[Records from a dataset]

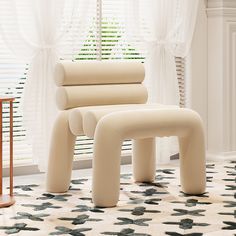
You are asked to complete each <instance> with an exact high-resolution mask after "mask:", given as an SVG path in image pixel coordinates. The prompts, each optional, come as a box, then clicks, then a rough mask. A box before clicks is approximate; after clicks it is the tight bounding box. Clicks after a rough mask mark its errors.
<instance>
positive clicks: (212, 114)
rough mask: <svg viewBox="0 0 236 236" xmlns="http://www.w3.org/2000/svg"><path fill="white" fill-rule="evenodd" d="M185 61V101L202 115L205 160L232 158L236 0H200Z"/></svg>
mask: <svg viewBox="0 0 236 236" xmlns="http://www.w3.org/2000/svg"><path fill="white" fill-rule="evenodd" d="M188 63H189V65H190V67H189V68H190V69H189V70H188V71H187V78H189V80H188V81H189V82H188V84H187V89H188V91H189V94H188V97H189V98H190V99H189V102H188V104H189V106H190V107H191V108H193V109H194V110H196V111H198V112H199V114H200V115H201V117H202V118H203V121H204V126H205V131H206V141H207V149H208V159H214V160H217V159H221V160H222V159H223V160H226V159H234V160H235V158H236V0H208V1H207V4H206V1H205V0H200V7H199V13H198V18H197V24H196V29H195V33H194V37H193V43H192V50H191V53H190V55H189V57H188Z"/></svg>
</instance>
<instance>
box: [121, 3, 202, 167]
mask: <svg viewBox="0 0 236 236" xmlns="http://www.w3.org/2000/svg"><path fill="white" fill-rule="evenodd" d="M198 2H199V0H128V1H126V19H127V21H126V24H125V25H126V36H127V39H128V40H129V41H130V42H134V41H136V42H137V45H138V46H139V47H142V48H145V49H146V51H147V55H146V61H145V69H146V78H145V81H146V84H147V87H148V89H149V102H158V103H162V104H171V105H179V89H178V81H177V73H176V65H175V57H185V56H186V55H187V53H188V51H189V48H190V46H191V40H192V36H193V32H194V27H195V21H196V15H197V11H198ZM157 148H158V162H162V163H164V162H168V161H169V157H170V155H172V154H174V153H175V151H176V148H175V145H173V140H172V139H170V138H162V139H159V140H158V146H157Z"/></svg>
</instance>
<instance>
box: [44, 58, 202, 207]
mask: <svg viewBox="0 0 236 236" xmlns="http://www.w3.org/2000/svg"><path fill="white" fill-rule="evenodd" d="M55 76H56V79H55V80H56V83H57V85H58V86H60V88H59V89H58V92H57V98H56V99H57V104H58V107H59V108H60V109H62V110H63V111H61V112H60V114H59V115H58V117H57V119H56V121H55V124H54V128H53V133H52V138H51V146H50V153H49V165H48V171H47V191H49V192H65V191H67V190H68V188H69V186H70V177H71V168H72V160H73V151H74V145H75V140H76V136H77V135H83V134H86V135H88V136H89V137H94V159H93V187H92V196H93V202H94V204H95V205H97V206H104V207H110V206H115V205H116V203H117V201H118V199H119V188H120V183H119V175H120V154H121V146H122V142H123V141H124V140H125V139H133V144H134V145H133V156H132V158H133V161H132V163H133V174H134V179H135V181H146V182H152V181H153V180H154V179H155V166H156V164H155V137H156V136H158V137H163V136H173V135H174V136H178V138H179V146H180V168H181V184H182V190H183V191H184V192H185V193H188V194H201V193H203V192H204V191H205V183H206V178H205V146H204V134H203V128H202V121H201V119H200V117H199V115H198V114H197V113H196V112H193V111H191V110H188V109H180V108H176V107H175V106H164V105H161V104H144V103H145V102H146V100H147V90H146V88H145V87H144V86H143V85H142V84H141V82H142V81H143V78H144V68H143V65H142V64H141V63H133V62H132V63H126V62H124V63H120V62H113V63H108V62H96V63H68V62H63V63H61V64H58V65H57V67H56V71H55ZM71 108H74V109H71Z"/></svg>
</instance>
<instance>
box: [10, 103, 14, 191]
mask: <svg viewBox="0 0 236 236" xmlns="http://www.w3.org/2000/svg"><path fill="white" fill-rule="evenodd" d="M10 196H13V102H12V101H11V102H10Z"/></svg>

--- DESCRIPTION OF THE TASK ---
Go through the entries above and copy each line with "clicks" in it.

--- PROBLEM SOLUTION ---
You are asked to complete each <instance> with an exact high-resolution mask after "mask:", given as an SVG path in image pixel coordinates. The prompts, each optional, come as a box, then clicks, then a rough mask. A box before clicks is approximate; after clicks it is the tight bounding box. Clicks after a rough mask mark its errors.
positive clicks: (212, 114)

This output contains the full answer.